**DATA TO EXAMINE:**
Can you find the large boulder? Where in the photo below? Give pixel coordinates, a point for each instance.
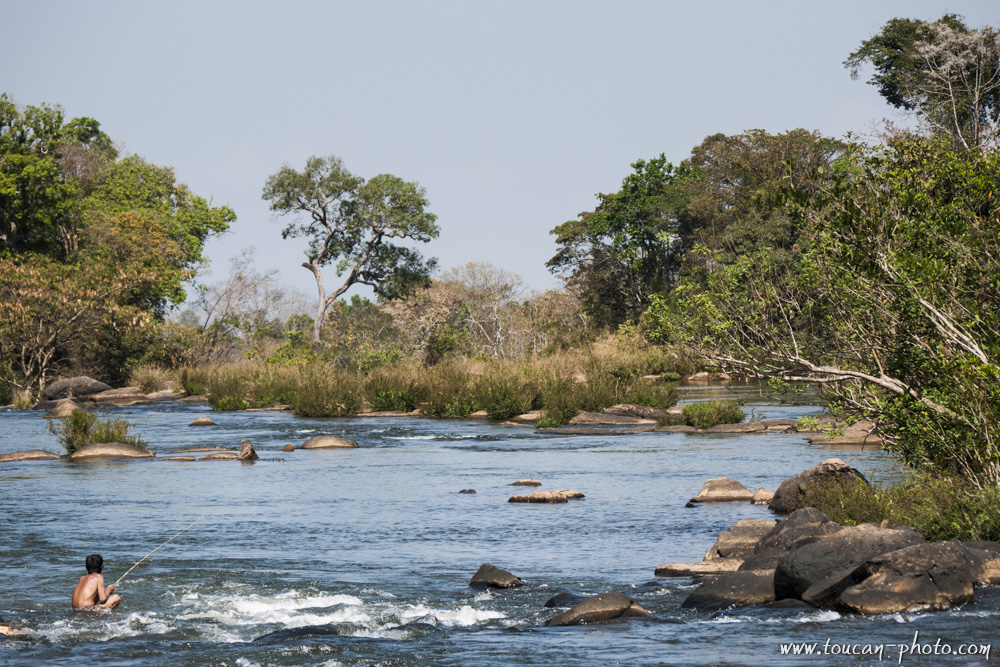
(741, 539)
(63, 409)
(789, 496)
(28, 455)
(110, 450)
(732, 589)
(328, 442)
(490, 576)
(600, 608)
(73, 388)
(801, 527)
(923, 576)
(247, 452)
(814, 563)
(723, 489)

**PROBLEM DETAILS:** Each line of the listing above belongs in the answer exactly as written; the pictures do not.

**ANSWER TO THIS TASK:**
Can you find the large boulder? Where in the photo below? Give pixel coordinates, a point for each instance.
(741, 539)
(63, 409)
(789, 496)
(28, 455)
(110, 450)
(732, 589)
(328, 442)
(490, 576)
(600, 608)
(73, 388)
(801, 527)
(923, 576)
(247, 452)
(814, 563)
(723, 489)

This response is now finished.